▸ **EXERCISE**: Extend the essay on what music means to its writer, picking up right after its final sentence.

▸ **TEXT TO READ**:

What Music Means to Me

March 13, 2019

I was speaking to some students the other day and one of them asked “What does music mean to you? Is it just entertainment?”

I was nonplussed for a moment. It was quite the question, and I wasn’t really sure how to answer. After a moment’s thought, I replied that music meant everything to me. “Without it,” I said, “I feel empty, I feel lost. It goes far beyond entertainment… Nothing quite captures the entire palate of human emotion. Give me an emotion,” I said to the students, “any emotion.”

The student replied, “How about pain?”

To which I responded, “Listen to Mahler’s 9th Symphony. I still cry when I listen to it!”

Another student chimed in, “How about love?”

“Elgar’s Serenade for Strings,” was my response.

“How about feeling powerful?” said a third student.

“Sibelius – Symphony No. 5, listen to the French horns,” I said.

“And what’s amazing,” I went on, “is that nothing can change the mood of a person and unify a room of people, like music.”

As I said to the students, the next time you go to a concert, just sit back and observe. Watch the thousand or more people filing into the concert hall. There’s all kinds of chatter. You will see all kinds of emotions on the faces of those coming to listen. But after the concertmaster has tuned the orchestra, you can hear a pin drop, you can feel the anticipation. All eyes on the orchestra.

And then look at the faces of those listening as the music begins. You will see eyes darting back-and-forth as the music darts back and forth between the violins and celli. Smiles and frowns as it moves through the development. You’ll see people moving in their seats. And you will see people jump to their feet in thunderous applause, if the performance has moved them.

And you can feel a connection between the musicians on stage – especially the soloists – and the audience. It’s a connection resulting from everyone resonating to the same musical experience.

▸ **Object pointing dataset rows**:
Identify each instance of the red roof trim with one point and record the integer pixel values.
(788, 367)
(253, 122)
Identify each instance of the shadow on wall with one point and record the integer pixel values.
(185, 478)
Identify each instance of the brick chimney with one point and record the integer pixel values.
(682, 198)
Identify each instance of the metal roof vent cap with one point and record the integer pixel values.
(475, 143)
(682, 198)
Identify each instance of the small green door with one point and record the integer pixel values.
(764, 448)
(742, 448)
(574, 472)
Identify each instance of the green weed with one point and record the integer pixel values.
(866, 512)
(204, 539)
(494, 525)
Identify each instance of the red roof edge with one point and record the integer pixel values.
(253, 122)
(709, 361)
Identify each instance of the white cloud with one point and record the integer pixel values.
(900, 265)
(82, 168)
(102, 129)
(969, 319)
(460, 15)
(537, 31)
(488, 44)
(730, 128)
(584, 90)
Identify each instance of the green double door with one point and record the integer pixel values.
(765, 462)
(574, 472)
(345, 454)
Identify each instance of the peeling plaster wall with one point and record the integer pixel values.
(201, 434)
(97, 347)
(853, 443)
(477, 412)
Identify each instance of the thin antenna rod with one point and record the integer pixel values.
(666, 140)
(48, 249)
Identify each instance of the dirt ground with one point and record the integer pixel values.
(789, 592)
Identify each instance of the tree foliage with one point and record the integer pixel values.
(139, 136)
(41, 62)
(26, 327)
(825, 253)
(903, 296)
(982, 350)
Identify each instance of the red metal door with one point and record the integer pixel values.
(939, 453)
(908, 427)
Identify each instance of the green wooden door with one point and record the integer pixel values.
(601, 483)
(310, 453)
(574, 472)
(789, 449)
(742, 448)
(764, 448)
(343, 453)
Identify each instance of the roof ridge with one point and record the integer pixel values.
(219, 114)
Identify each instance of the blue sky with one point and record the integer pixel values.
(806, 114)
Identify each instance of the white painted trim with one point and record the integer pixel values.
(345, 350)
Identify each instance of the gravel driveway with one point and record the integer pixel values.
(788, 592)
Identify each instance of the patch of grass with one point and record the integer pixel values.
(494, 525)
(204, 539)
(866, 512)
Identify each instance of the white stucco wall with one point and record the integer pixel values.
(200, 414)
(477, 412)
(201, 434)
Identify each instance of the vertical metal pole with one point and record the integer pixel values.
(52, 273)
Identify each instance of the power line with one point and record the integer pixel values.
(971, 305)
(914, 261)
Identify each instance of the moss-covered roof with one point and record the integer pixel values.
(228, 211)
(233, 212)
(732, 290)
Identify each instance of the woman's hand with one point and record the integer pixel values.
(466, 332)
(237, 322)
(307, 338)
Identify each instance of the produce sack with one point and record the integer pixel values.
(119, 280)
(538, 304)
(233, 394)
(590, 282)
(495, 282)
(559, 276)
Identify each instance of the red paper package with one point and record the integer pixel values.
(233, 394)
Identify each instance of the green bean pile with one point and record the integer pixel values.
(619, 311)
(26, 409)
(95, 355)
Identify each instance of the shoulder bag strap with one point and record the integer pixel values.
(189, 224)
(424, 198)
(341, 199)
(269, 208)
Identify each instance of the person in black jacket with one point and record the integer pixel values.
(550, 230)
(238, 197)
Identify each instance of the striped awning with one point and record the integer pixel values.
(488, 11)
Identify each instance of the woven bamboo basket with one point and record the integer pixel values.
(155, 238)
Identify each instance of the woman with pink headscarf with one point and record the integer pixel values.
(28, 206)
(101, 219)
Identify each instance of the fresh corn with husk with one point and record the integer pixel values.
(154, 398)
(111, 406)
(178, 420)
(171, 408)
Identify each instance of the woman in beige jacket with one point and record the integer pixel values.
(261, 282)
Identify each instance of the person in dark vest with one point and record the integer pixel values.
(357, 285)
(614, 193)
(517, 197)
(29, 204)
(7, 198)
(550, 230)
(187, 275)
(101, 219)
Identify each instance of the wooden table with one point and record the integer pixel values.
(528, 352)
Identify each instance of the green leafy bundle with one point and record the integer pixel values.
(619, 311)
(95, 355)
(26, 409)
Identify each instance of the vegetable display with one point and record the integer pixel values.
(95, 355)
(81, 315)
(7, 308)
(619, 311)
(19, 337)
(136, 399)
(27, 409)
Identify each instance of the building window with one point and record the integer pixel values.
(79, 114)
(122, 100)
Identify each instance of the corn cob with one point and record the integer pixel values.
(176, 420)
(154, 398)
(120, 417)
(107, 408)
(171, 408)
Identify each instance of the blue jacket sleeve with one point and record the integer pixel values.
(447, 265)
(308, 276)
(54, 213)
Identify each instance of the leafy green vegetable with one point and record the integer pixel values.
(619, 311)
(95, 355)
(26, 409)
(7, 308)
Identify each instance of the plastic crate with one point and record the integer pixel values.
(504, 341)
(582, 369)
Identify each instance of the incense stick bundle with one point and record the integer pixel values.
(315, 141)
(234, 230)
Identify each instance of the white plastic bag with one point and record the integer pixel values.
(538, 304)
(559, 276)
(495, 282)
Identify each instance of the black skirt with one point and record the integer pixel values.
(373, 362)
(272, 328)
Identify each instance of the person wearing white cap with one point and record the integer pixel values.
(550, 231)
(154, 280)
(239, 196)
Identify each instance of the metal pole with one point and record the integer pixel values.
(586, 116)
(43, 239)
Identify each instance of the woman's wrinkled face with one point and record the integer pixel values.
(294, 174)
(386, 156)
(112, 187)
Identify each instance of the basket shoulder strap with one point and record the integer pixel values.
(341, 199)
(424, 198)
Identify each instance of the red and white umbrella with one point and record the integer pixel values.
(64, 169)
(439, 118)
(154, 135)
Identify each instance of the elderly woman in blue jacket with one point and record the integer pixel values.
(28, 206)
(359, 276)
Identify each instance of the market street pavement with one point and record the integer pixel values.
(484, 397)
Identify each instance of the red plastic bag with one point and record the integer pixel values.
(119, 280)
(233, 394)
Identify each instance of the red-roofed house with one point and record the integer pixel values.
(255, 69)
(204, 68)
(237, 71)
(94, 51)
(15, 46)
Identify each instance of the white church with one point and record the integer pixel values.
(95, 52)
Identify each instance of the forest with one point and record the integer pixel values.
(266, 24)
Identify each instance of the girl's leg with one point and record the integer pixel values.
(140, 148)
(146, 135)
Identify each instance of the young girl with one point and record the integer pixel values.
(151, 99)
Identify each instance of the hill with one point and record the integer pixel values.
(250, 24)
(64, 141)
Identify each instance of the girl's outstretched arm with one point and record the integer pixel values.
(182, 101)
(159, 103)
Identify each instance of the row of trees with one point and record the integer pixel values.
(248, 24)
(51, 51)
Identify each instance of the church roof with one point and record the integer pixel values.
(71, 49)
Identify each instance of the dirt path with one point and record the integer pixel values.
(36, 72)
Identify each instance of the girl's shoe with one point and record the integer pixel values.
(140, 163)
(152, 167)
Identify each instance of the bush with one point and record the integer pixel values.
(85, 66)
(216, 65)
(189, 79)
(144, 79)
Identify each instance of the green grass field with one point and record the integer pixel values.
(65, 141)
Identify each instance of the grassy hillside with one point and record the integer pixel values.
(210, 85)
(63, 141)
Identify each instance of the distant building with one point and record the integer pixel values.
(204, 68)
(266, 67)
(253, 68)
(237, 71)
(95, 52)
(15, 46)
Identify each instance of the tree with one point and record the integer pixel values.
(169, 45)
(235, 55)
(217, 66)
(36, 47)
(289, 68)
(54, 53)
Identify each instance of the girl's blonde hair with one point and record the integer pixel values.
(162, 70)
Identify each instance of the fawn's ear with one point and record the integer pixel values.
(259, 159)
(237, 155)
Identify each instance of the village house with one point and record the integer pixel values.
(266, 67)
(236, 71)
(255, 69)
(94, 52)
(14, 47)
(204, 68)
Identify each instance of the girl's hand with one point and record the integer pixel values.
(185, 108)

▸ **ANSWER FOR THIS EXERCISE**:
But for me personally, it’s even more. Imagine the power of a great book. What music does is even more powerful. It picks up where words stop and transports you to another level of human experience. It elicits an almost psychedelic experience, really. If you close your eyes you can actually imagine the scene the composer imagines. Listen to Saint-Saëns’s Carnival of Animals. You can imagine royal guards marching and huge elephants, lions roaring and exotics birds soaring, roosters pecking and tortoises plodding along in the mud or a beautiful, lone swan gliding across a shimmering lake.

When I finished describing this sensation, a student asked why she didn’t feel this way.

I replied, “It only happens if you really listen and let yourself imagine. If you treat it as background music, it won’t happen. You really have to listen intently.”

“Then there is playing music,” I went on. “You become one with your instrument. And sometime you feel like the music is coming from inside your brain or directly from your heart. And after you play, you reach a place of calm, of Zen. Whatever worry you might have. However bad your day might have been. Well, as Bobby McFerrin would say “Don’t worry, Be Happy.”

That’s what music means to me.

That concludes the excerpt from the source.